### Dataset extract
- - - -
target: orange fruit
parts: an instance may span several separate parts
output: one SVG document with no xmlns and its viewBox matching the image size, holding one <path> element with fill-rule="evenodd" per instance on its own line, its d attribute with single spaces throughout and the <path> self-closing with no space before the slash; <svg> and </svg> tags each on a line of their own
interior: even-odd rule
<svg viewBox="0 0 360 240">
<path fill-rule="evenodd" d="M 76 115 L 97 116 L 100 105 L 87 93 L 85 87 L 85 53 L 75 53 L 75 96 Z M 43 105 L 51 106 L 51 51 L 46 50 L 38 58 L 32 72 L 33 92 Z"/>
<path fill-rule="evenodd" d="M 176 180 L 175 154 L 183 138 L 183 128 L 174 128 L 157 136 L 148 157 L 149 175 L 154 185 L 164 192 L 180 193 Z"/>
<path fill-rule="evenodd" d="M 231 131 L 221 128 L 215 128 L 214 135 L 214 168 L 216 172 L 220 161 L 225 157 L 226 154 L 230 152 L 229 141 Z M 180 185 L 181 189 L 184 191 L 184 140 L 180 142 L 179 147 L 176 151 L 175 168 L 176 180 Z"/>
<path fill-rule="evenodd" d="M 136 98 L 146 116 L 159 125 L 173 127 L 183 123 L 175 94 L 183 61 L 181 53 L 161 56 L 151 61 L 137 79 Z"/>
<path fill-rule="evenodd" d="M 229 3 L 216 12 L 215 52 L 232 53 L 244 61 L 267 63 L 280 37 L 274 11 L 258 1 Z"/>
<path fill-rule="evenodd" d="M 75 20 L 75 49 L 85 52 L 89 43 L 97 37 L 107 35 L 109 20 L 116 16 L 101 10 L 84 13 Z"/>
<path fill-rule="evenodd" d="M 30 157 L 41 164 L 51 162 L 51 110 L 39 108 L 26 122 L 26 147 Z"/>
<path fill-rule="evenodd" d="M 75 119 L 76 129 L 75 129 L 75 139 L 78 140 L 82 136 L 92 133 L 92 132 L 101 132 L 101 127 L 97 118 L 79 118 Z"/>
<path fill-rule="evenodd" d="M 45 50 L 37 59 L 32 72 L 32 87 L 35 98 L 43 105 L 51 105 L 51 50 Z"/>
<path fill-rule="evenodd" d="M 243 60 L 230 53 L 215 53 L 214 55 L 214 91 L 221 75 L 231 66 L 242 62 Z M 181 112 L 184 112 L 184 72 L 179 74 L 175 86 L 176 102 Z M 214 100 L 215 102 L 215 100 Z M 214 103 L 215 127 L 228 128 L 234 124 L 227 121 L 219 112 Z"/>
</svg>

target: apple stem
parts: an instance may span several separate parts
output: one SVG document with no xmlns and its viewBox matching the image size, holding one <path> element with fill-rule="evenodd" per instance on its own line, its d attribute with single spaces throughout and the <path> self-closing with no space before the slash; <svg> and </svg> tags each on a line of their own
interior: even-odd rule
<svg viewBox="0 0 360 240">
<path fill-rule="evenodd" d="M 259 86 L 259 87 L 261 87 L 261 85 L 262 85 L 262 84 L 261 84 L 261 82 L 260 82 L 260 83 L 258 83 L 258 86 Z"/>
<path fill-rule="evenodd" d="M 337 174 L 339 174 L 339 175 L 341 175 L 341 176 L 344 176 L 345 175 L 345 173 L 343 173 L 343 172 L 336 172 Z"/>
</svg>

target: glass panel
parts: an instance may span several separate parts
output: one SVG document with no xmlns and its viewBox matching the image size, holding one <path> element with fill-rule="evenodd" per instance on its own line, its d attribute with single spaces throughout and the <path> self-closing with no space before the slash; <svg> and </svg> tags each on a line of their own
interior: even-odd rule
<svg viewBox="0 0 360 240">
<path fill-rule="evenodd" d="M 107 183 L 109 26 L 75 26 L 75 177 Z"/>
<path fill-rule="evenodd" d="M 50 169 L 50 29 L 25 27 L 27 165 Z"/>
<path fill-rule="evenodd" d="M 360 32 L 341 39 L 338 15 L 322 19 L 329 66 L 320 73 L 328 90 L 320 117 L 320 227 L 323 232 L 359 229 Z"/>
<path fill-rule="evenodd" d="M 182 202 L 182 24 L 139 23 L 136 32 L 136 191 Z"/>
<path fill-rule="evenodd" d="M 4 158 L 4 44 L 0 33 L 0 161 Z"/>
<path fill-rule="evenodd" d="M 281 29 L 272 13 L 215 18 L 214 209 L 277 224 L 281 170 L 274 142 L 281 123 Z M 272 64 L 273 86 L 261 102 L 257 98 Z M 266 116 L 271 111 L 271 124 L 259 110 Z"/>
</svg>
- - - -
### Assigned task
Copy every line from the entries that contains the word "target".

### Task result
target: orange fruit
target: apple stem
target: glass panel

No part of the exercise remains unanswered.